_Texte fourni_

Vers 3 heures du matin le tocsin cessa ; on reconnut que c'était une fausse alerte et que l'ennemi s'était éloigné si toutefois il était bien certain qu'il se fut avancé ; tout rentra dans l'ordre et le calme, mais un très grand nombre de nos défenseurs ne déposèrent pas les armes.
On s'était aperçu la veille et l'on fut convaincu ce jour-là que l'ennemi dissimulait soigneusement le nombre et la nature de ses forces et ne mettait aux premiers rangs que des soldats hollandais. On en fut satisfait ; cela dispensait de verser du sang belge et démontrait que l'ennemi en était dès lors réduit à se défier de la meilleure partie de son armée.
Toute la journée du mercredi 22 se passa à l'intérieur de Bruxelles tranquillement et sans le moindre désordre ; on paraissait en général ne pas pouvoir croire à la possibilité des scènes du lendemain, ni à une attaque sérieuse, et ces préparatifs, ces barricades, on les faisait bien plutôt pour intimider l'ennemi que pour lui opposer des obstacles réels. Les pauvres travaillaient avec ardeur ; quelques riches affectaient de mettre la main à l'œuvre pour se rendre populaires, d'autres haussaient les épaules, et fort peu étaient de bonne foi et y mettaient un véritable zèle.
Il n'y avait d'autre mouvement que celui des volontaires auxiliaires qui commençaient à arriver de toutes parts en plus grand nombre et qui, réunis aux Bruxellois ou isolés, se portaient en armes (page 239) au-devant de l'ennemi avec plus d'ardeur que jamais.

_Données fournies_
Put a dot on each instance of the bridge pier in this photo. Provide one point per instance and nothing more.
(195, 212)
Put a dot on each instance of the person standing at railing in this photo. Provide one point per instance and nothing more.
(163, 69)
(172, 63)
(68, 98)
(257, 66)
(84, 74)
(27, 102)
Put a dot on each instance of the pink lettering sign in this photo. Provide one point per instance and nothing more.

_Exercices_
1. Pour chacune des affirmations suivantes, indiquez par oui ou par non si elle concorde avec le récit sur Bruxelles, puis citez les mots qui tranchent : (a) le tocsin cessa vers 3 heures du matin ; (b) l'ennemi plaçait des soldats belges aux premiers rangs ; (c) les pauvres travaillaient avec ardeur.
2. Donnez la suite du récit sur Bruxelles, à partir de sa dernière phrase.

_Résultats_
1.
(a) Oui : « Vers 3 heures du matin le tocsin cessa »
(b) Non : « ne mettait aux premiers rangs que des soldats hollandais »
(c) Oui : « Les pauvres travaillaient avec ardeur »

2.
La compagnie franche de M. Rodenbach, partie le 20 au soir pour Louvain, en revint le 22 à 10 heures du matin avec un renfort de 150 Louvanistes et 2 pièces de canon ; ils avaient couru des dangers à leur retour près de Cortenberg ; ils avaient trouvé la route barrée par deux escadrons de dragons soutenus d'artillerie ; mais ces troupes se retirèrent à leur approche sans juger à propos d'en venir aux mains. Les Louvanistes furent casernes avec les Liégeois à Sainte Elisabeth et aux Annontiades et coururent au feu sur-le-champ ; leur dévouement à la cause de Bruxelles était d'autant plus louable qu'ils n'ignoraient pas que leur ville était aussi au moment d'être attaquée, comme nous le verrons bientôt et dès le lendemain.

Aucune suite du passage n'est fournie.